**Working data:**
***
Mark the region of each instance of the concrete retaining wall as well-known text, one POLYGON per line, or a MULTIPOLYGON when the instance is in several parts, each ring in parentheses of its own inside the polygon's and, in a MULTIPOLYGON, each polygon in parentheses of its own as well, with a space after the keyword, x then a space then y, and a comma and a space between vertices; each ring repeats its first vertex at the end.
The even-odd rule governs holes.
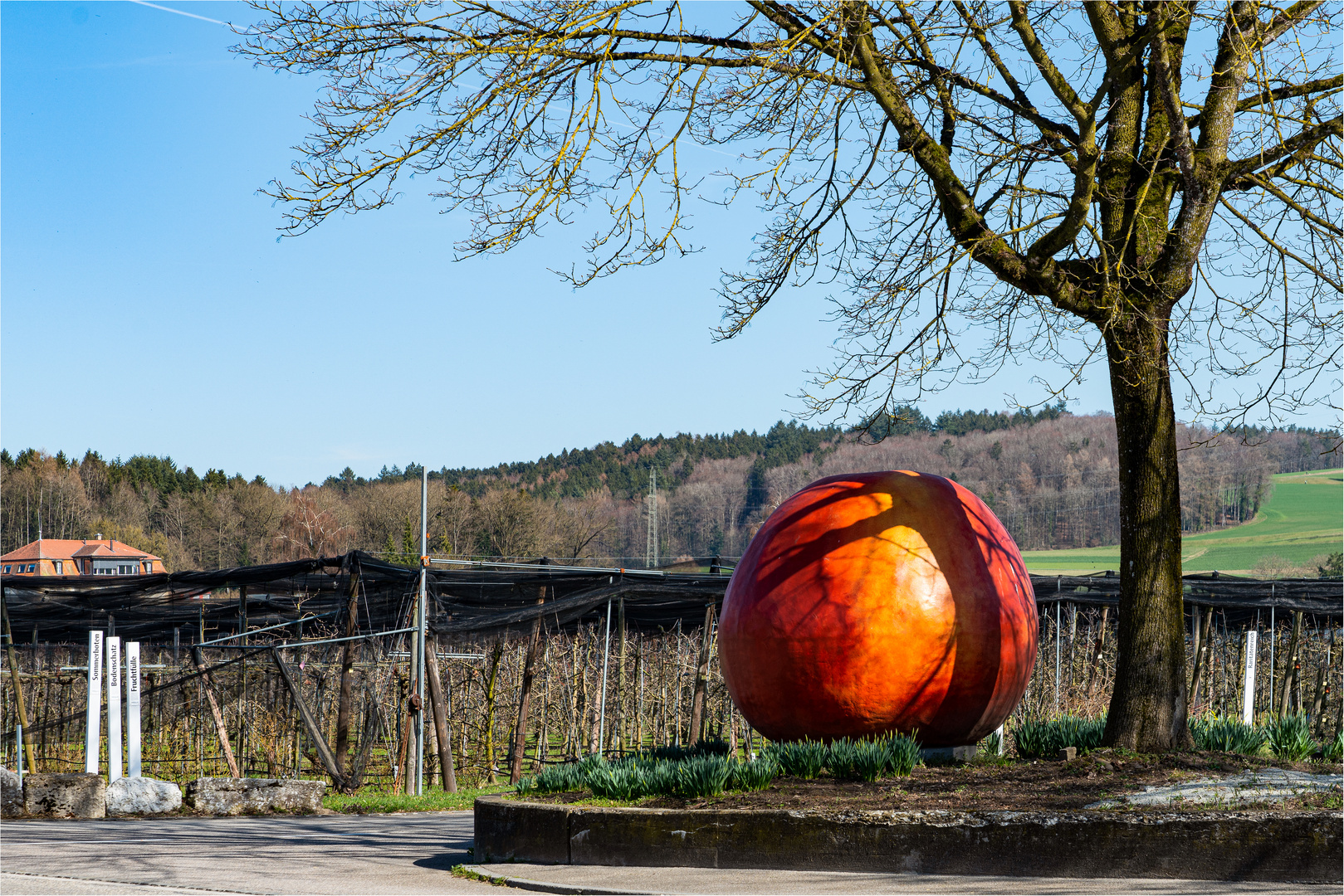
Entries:
POLYGON ((1340 813, 590 809, 476 801, 476 861, 1040 877, 1344 879, 1340 813))

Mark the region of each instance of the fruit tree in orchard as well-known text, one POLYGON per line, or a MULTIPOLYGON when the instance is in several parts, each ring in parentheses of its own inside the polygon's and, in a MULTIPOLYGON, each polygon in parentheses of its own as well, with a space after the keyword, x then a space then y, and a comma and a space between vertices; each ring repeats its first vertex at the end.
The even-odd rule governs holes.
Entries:
POLYGON ((985 504, 941 476, 832 476, 777 509, 732 574, 723 677, 775 740, 976 743, 1021 700, 1036 602, 985 504))

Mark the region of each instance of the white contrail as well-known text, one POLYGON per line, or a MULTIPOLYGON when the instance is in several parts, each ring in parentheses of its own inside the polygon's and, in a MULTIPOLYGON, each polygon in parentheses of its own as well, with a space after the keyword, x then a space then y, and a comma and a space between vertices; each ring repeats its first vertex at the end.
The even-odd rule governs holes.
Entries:
POLYGON ((181 9, 173 9, 172 7, 160 7, 157 3, 149 3, 149 0, 130 0, 132 3, 138 3, 142 7, 151 7, 152 9, 163 9, 164 12, 176 12, 179 16, 188 16, 191 19, 200 19, 202 21, 210 21, 216 26, 227 26, 227 21, 220 21, 219 19, 207 19, 206 16, 198 16, 195 12, 183 12, 181 9))

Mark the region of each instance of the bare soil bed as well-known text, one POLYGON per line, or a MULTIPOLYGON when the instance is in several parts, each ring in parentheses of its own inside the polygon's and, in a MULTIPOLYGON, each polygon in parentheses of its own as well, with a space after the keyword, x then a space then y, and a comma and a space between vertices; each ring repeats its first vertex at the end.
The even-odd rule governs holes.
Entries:
MULTIPOLYGON (((1340 774, 1340 766, 1282 762, 1220 752, 1136 755, 1097 750, 1071 762, 976 760, 957 766, 917 767, 909 778, 875 782, 817 778, 775 778, 766 790, 724 793, 710 799, 650 797, 646 809, 796 809, 796 810, 1079 810, 1089 803, 1185 780, 1219 778, 1254 768, 1285 768, 1313 774, 1340 774)), ((594 801, 582 790, 530 794, 530 801, 613 805, 594 801)), ((1227 806, 1245 810, 1247 806, 1227 806)), ((1277 811, 1340 809, 1340 794, 1316 793, 1259 806, 1277 811)), ((1202 809, 1204 809, 1202 806, 1202 809)), ((1185 811, 1189 807, 1184 809, 1185 811)))

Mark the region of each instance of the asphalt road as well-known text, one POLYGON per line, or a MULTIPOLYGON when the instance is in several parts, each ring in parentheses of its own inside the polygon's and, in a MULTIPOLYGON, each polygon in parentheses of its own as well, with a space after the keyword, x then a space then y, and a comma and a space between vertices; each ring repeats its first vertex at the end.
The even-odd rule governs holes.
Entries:
MULTIPOLYGON (((7 821, 0 893, 477 893, 472 814, 7 821)), ((528 888, 589 893, 1304 893, 1340 888, 1171 880, 958 877, 714 868, 481 865, 528 888)))
POLYGON ((8 821, 0 826, 0 891, 499 893, 449 873, 470 861, 470 845, 469 811, 8 821))

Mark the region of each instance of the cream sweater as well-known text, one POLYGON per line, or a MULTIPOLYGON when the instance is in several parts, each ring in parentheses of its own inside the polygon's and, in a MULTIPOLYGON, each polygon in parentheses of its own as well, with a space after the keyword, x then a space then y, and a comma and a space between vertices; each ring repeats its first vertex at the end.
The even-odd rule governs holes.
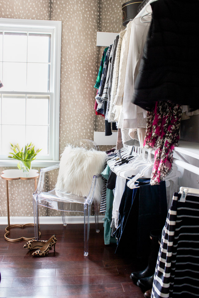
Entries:
MULTIPOLYGON (((151 17, 147 17, 150 21, 151 17)), ((132 21, 123 98, 124 128, 146 127, 146 119, 141 116, 143 110, 132 103, 131 100, 150 25, 150 23, 141 23, 140 17, 135 18, 132 21)))
POLYGON ((113 110, 114 107, 114 102, 116 95, 118 81, 118 75, 121 48, 123 38, 126 32, 126 30, 121 31, 119 34, 119 40, 117 47, 115 59, 113 68, 113 80, 111 93, 111 98, 109 109, 108 114, 108 120, 109 122, 115 122, 114 118, 115 114, 113 110))

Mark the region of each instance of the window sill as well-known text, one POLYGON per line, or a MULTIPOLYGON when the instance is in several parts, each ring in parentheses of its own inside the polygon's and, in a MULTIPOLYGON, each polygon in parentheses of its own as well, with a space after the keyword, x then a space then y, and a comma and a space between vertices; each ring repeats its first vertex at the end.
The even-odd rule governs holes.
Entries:
MULTIPOLYGON (((18 163, 17 160, 0 160, 0 167, 17 167, 18 163)), ((59 160, 33 160, 31 163, 31 166, 32 168, 46 167, 59 163, 59 160)))

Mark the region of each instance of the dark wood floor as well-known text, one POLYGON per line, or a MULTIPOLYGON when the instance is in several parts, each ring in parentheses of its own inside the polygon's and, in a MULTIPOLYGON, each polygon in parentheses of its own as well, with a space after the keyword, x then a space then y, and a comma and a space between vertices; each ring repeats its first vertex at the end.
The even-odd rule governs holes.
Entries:
MULTIPOLYGON (((0 226, 0 297, 41 298, 143 298, 130 279, 142 269, 131 258, 115 253, 115 244, 104 245, 102 224, 95 233, 91 225, 89 255, 83 255, 83 225, 42 225, 41 239, 54 234, 56 252, 46 256, 32 255, 23 248, 26 241, 11 242, 0 226)), ((33 228, 13 229, 9 237, 33 237, 33 228)))

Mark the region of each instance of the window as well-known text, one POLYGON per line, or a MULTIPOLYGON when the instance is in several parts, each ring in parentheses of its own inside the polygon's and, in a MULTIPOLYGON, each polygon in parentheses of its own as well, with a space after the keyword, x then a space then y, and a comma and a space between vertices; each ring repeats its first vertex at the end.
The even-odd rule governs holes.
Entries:
POLYGON ((61 31, 59 21, 0 19, 2 166, 14 165, 10 142, 42 148, 36 166, 58 160, 61 31))

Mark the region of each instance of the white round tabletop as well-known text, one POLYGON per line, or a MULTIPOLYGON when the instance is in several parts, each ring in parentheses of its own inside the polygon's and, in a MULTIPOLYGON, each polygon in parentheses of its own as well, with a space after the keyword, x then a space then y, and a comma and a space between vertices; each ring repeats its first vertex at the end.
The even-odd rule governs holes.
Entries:
POLYGON ((38 178, 39 175, 37 170, 30 170, 29 172, 23 172, 21 170, 11 169, 2 171, 1 177, 5 180, 30 180, 38 178))

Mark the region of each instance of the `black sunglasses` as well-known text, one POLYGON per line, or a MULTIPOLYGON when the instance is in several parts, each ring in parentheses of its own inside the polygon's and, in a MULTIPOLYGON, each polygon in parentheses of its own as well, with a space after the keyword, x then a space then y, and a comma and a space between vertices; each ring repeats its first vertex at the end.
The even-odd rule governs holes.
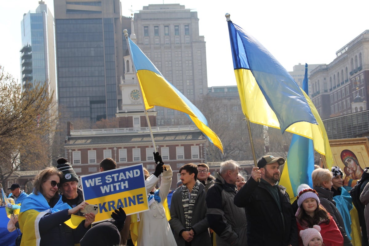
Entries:
POLYGON ((56 181, 55 180, 44 180, 44 182, 46 182, 46 181, 50 181, 51 182, 51 186, 54 187, 55 186, 56 186, 58 188, 59 187, 59 185, 60 184, 60 183, 57 183, 56 181))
***
**Problem to work on:**
Rewrite the whole listing with every "well-known text" changed to "WKT" and nothing else altered, omitting the pictures.

**Solution:**
Mark the region of each instance of the concrete retaining wall as WKT, one POLYGON per line, or a MULTIPOLYGON when the instance is in several parts, each ring in parentheses of its own inside the polygon's and, in a MULTIPOLYGON, each polygon in parentheses of its own as well, with a space after the keyword, x then a space then y, and a comma and a space between vertices; each ring repeats its first vertex at the end.
The even-odd rule governs holes.
Entries:
POLYGON ((1340 813, 590 809, 476 801, 476 861, 1040 877, 1344 879, 1340 813))

Mark the region of each instance of the fruit tree in orchard as WKT, one POLYGON per line, or a MULTIPOLYGON when the instance is in several parts, each ring in parentheses of its own inside the polygon's and, in a MULTIPOLYGON, each polygon in parentheses of its own as well, with a space after the keyword, x then a space then y, and a comma and a space between vertices; each ring repeats its first vertex at the end.
The even-odd rule governs holes.
Entries:
POLYGON ((985 504, 941 476, 832 476, 777 509, 732 574, 723 677, 775 740, 976 743, 1021 700, 1036 602, 985 504))

Mark the region of each instance of the white contrail as WKT, one POLYGON per line, or a MULTIPOLYGON when the instance is in several parts, each ring in parentheses of its own inside the polygon's and, in a MULTIPOLYGON, each polygon in parentheses of its own as well, with a space after the keyword, x then a space then y, and a comma and a space between vertices; each ring repeats its first vertex at the end.
The even-odd rule governs holes.
Entries:
POLYGON ((181 9, 173 9, 172 7, 160 7, 157 3, 149 3, 149 0, 130 0, 132 3, 138 3, 142 7, 151 7, 152 9, 163 9, 164 12, 176 12, 179 16, 188 16, 191 19, 200 19, 202 21, 210 21, 216 26, 227 26, 227 21, 220 21, 219 19, 207 19, 206 16, 198 16, 195 12, 183 12, 181 9))

Mark the region of each instance of the bare soil bed as WKT, one POLYGON per line, or a MULTIPOLYGON when the instance is in several parts, each ring in parentheses of its own inside the polygon's and, in a MULTIPOLYGON, each polygon in parentheses of its own as well, with a space after the keyword, x then a space then y, and a comma and a space between vertices; each ring repeats its first vertex at the end.
The even-odd rule governs holes.
Entries:
MULTIPOLYGON (((1340 774, 1340 766, 1282 762, 1220 752, 1136 755, 1097 750, 1071 762, 976 760, 957 766, 917 767, 909 778, 875 782, 817 778, 775 778, 766 790, 724 793, 710 799, 650 797, 646 809, 796 809, 796 810, 1079 810, 1089 803, 1185 780, 1219 778, 1254 768, 1285 768, 1313 774, 1340 774)), ((594 801, 582 790, 530 794, 530 801, 613 805, 594 801)), ((1227 806, 1245 810, 1247 806, 1227 806)), ((1277 811, 1340 809, 1340 794, 1316 793, 1259 806, 1277 811)), ((1202 809, 1204 809, 1202 806, 1202 809)), ((1185 811, 1189 807, 1184 809, 1185 811)))

Mark the region of each instance of the asphalt road as WKT, one POLYGON per line, or a MULTIPOLYGON when the instance is in several parts, each ring in parentheses of its own inside the polygon's and, in a MULTIPOLYGON, each polygon in parentheses of its own as well, with a space after the keyword, x then a space then y, and a comma and a space between vertices; each ring repeats its first vertex at the end.
The even-odd rule governs holes.
Entries:
MULTIPOLYGON (((7 821, 0 893, 477 893, 472 814, 7 821)), ((528 888, 589 893, 1304 893, 1340 888, 1171 880, 958 877, 714 868, 481 865, 528 888)))
POLYGON ((8 821, 0 826, 0 891, 499 893, 449 873, 470 861, 470 845, 469 811, 8 821))

Mark the region of each instance of the cream sweater as WKT, one POLYGON per line, or a MULTIPOLYGON when the instance is in several parts, each ring in parentheses of its own inside the polygon's and, in a MULTIPOLYGON, each polygon in parentheses of its own as well, with a space after the keyword, x then a space then y, and a comma and a space between vertices; each ring repeats its first vertex at the end.
The even-odd rule governs holes.
Entries:
MULTIPOLYGON (((151 17, 147 17, 150 21, 151 17)), ((132 21, 123 98, 124 128, 146 127, 146 119, 141 116, 143 110, 132 103, 131 100, 150 25, 150 23, 141 23, 140 17, 135 18, 132 21)))
POLYGON ((113 110, 114 107, 114 102, 116 95, 118 81, 118 75, 121 48, 123 38, 126 32, 126 30, 121 31, 119 34, 119 40, 117 47, 115 59, 113 68, 113 80, 111 93, 111 98, 109 109, 108 114, 108 120, 109 122, 115 122, 114 118, 115 114, 113 110))

Mark the region of each instance of the window sill as WKT, one POLYGON per line, or a MULTIPOLYGON when the instance is in several parts, each ring in parentheses of its own inside the polygon's and, in a MULTIPOLYGON, each polygon in parentheses of its own as well, with a space after the keyword, x then a space then y, and a comma and a space between vertices; each ring repeats its first vertex at the end.
The even-odd rule governs holes.
Entries:
MULTIPOLYGON (((18 163, 17 160, 0 160, 0 167, 17 167, 18 163)), ((59 160, 33 160, 31 163, 31 166, 32 168, 46 167, 59 163, 59 160)))

Mark the region of each instance of the dark wood floor as WKT, one POLYGON per line, or a MULTIPOLYGON when the instance is in several parts, each ring in parentheses of its own inside the polygon's and, in a MULTIPOLYGON, each polygon in parentheses of its own as well, with a space after the keyword, x then a space then y, and a comma and a space between vertices; each ring repeats its first vertex at the end.
The even-odd rule governs holes.
Entries:
MULTIPOLYGON (((0 226, 0 297, 41 298, 143 298, 130 279, 142 269, 131 258, 115 253, 115 244, 104 245, 102 224, 95 233, 91 225, 89 255, 83 255, 83 225, 42 225, 41 239, 54 234, 56 252, 46 256, 32 255, 23 248, 26 241, 11 242, 0 226)), ((33 228, 13 229, 9 237, 33 237, 33 228)))

Mark the region of each instance of the window as WKT, one POLYGON per line, or a MULTIPOLYGON when the instance is in several parts, each ring in parentheses of its own inside the polygon's and, in a MULTIPOLYGON, each polygon in parentheses of its own as well, with a space after the keyword, x then a space then y, and a comma and a space between vertices; each ring repeats its first vertex at the end.
The even-odd rule governs holes.
Entries:
POLYGON ((61 31, 59 21, 0 19, 2 166, 14 165, 10 142, 42 148, 36 166, 58 160, 61 31))

Mark the region of each instance of the white round tabletop as WKT, one POLYGON per line, or a MULTIPOLYGON when the instance is in several parts, each ring in parentheses of its own inside the polygon's and, in a MULTIPOLYGON, each polygon in parentheses of its own as well, with a space after the keyword, x then a space then y, and a comma and a space between vertices; each ring repeats its first vertex at the end.
The even-odd rule governs holes.
Entries:
POLYGON ((38 178, 39 175, 37 170, 30 170, 29 172, 23 172, 21 170, 11 169, 2 171, 1 177, 5 180, 30 180, 38 178))

Mark the region of each instance of the `black sunglasses` as WKT, one POLYGON per line, or a MULTIPOLYGON when the instance is in several parts, each ring in parentheses of its own inside the polygon's and, in a MULTIPOLYGON, each polygon in parentheses of its own as well, with a space after the keyword, x then a space then y, and a comma and a space between vertices; each ring repeats its first vertex at the end.
The even-odd rule governs holes.
Entries:
POLYGON ((56 181, 55 180, 44 180, 44 182, 46 182, 46 181, 50 181, 51 182, 51 186, 54 187, 55 186, 56 186, 58 188, 59 187, 59 185, 60 184, 60 183, 57 183, 56 181))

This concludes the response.